GIVEN ENTRIES:
--- Begin ---
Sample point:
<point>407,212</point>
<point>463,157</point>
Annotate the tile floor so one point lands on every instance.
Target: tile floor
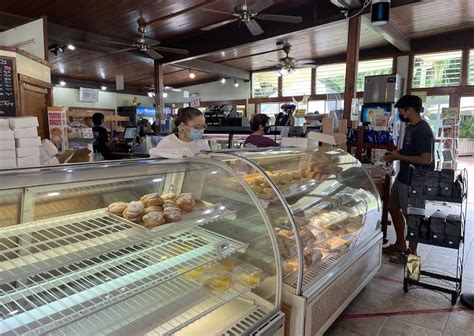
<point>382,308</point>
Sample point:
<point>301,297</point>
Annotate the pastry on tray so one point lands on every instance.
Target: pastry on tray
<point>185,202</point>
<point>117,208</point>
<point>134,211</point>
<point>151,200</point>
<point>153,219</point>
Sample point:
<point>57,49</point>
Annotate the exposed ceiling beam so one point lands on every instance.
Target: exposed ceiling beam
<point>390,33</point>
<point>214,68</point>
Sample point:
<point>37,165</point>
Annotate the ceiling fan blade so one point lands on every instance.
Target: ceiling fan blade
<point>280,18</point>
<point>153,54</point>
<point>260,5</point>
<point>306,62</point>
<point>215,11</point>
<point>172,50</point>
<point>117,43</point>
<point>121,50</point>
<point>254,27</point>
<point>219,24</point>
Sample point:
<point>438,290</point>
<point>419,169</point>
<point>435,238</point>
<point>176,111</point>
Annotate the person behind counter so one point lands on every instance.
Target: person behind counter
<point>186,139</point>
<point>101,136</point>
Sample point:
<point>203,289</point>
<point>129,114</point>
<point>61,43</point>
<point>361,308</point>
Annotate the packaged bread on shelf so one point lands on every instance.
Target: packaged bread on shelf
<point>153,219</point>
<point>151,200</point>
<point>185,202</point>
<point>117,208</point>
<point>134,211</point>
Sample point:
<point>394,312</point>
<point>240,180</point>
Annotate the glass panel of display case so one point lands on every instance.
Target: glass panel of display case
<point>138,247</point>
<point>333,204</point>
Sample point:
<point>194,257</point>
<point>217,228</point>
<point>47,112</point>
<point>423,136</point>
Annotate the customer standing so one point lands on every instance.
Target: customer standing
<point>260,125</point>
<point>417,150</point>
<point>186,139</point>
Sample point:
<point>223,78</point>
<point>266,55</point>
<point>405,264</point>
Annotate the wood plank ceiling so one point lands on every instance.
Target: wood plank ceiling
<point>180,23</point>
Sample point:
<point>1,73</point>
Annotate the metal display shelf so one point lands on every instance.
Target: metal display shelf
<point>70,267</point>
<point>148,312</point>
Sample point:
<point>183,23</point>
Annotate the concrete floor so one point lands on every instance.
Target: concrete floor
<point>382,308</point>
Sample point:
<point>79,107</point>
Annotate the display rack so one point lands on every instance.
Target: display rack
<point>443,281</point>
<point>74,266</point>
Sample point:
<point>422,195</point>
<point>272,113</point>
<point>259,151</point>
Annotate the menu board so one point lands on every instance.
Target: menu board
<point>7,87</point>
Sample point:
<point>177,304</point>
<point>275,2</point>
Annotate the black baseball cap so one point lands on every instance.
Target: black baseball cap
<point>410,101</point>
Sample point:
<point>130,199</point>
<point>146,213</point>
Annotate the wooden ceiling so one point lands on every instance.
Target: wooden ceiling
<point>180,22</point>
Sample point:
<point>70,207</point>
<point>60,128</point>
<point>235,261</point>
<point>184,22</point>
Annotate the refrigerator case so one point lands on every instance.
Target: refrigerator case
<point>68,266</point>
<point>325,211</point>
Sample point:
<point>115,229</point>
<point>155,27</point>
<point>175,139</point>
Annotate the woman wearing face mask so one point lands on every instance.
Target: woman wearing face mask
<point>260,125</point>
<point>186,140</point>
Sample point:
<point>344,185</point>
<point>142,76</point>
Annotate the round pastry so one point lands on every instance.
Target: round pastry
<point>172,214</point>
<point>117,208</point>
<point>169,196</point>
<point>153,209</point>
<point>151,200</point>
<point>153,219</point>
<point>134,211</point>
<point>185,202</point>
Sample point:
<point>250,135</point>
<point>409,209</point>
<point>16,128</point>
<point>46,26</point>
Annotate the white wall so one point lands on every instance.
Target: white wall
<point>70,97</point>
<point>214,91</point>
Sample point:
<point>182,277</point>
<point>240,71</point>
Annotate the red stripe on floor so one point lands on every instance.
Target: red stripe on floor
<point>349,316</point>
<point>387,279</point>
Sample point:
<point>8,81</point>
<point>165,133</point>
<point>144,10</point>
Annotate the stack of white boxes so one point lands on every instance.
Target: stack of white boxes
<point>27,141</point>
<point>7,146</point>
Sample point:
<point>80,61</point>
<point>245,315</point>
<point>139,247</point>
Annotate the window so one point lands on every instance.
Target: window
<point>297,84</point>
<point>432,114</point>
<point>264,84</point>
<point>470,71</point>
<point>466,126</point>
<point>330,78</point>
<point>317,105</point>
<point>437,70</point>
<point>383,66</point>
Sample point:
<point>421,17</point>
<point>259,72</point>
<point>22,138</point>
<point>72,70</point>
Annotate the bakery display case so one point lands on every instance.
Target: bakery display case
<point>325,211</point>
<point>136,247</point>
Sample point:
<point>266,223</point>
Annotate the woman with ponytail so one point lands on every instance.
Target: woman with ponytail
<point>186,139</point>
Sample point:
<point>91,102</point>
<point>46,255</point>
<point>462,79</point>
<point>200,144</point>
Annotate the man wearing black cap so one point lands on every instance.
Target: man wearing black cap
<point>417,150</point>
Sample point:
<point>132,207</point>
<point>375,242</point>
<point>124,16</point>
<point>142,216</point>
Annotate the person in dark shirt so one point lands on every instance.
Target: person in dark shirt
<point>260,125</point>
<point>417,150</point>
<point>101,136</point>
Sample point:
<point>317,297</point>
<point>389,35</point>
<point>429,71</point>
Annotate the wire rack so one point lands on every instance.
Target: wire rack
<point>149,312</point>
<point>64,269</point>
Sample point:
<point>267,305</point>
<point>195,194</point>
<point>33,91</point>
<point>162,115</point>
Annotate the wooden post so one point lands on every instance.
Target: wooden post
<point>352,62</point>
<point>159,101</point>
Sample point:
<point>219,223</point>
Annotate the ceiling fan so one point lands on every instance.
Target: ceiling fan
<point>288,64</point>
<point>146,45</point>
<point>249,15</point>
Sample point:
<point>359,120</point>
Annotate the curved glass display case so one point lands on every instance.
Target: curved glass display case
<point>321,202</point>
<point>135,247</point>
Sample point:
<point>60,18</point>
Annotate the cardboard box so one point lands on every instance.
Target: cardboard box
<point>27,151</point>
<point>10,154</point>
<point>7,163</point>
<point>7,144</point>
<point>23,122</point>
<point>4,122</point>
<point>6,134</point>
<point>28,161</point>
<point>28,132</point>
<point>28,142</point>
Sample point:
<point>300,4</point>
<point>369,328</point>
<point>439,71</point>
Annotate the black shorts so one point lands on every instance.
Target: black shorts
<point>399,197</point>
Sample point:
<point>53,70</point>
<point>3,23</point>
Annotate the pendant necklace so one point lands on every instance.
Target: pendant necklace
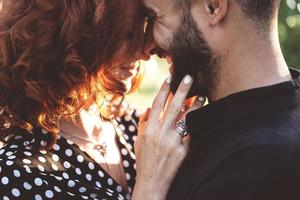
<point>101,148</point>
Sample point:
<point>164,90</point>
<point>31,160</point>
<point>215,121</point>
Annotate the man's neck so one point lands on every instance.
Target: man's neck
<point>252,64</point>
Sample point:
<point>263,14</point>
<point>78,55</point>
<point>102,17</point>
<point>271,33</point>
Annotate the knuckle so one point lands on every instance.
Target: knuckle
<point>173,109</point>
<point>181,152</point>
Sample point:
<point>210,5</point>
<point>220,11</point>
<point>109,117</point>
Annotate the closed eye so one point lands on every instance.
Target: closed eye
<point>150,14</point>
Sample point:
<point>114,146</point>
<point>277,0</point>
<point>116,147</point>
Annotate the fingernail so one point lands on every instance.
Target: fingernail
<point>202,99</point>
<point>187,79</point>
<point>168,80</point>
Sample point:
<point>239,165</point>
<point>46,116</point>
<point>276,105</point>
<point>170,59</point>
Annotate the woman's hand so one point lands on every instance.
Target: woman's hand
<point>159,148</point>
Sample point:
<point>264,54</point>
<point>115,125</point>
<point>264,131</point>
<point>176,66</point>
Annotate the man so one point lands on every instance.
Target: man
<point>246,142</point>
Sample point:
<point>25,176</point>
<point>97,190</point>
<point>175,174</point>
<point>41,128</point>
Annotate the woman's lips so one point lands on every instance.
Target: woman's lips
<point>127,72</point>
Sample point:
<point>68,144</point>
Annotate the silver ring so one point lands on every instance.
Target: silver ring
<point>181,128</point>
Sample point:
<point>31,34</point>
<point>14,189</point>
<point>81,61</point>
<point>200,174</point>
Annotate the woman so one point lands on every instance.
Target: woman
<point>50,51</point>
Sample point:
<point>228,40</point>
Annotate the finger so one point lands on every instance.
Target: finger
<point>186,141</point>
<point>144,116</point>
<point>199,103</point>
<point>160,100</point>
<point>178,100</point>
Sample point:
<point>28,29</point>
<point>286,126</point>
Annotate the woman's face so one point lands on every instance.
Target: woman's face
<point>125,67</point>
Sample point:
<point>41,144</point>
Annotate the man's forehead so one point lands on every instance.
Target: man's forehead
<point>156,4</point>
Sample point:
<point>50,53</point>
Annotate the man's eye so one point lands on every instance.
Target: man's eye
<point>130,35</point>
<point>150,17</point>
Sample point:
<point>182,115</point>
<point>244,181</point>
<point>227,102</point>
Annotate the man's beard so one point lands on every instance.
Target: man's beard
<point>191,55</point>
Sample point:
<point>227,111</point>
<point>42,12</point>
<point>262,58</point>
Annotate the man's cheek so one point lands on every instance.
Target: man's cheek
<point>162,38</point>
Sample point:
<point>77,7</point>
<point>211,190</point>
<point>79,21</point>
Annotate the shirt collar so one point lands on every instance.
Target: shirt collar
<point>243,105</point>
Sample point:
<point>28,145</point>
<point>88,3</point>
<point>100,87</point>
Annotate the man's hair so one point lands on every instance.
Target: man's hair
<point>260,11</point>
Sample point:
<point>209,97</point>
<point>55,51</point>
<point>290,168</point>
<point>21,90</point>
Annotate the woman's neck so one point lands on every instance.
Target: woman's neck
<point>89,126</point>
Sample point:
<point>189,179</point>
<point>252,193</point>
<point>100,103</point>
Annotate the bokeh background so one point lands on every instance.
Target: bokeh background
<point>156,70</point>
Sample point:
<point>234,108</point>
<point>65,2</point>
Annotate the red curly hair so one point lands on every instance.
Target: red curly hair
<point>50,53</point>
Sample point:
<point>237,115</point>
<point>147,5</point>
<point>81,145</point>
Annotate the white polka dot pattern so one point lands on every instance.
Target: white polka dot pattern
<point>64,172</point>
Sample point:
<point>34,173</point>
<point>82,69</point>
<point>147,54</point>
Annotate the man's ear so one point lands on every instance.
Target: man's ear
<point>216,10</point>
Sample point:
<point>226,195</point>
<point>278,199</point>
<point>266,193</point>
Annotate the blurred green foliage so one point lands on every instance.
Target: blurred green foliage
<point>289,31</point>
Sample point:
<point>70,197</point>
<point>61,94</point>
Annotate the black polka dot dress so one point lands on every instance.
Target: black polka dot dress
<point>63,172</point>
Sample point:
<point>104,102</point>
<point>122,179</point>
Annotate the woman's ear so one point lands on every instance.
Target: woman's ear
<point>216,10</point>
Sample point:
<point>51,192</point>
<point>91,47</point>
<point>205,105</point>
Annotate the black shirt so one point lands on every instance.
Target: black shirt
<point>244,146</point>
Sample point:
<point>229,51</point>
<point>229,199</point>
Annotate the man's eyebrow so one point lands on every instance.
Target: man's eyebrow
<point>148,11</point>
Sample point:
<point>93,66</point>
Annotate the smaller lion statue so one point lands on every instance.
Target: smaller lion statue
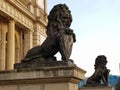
--- End ---
TO DO:
Find every line in the data that contains the word "exposed" and copy each of those lines.

FULL RESPONSE:
Annotate the exposed ceiling beam so one point lands on every instance.
Target: exposed ceiling beam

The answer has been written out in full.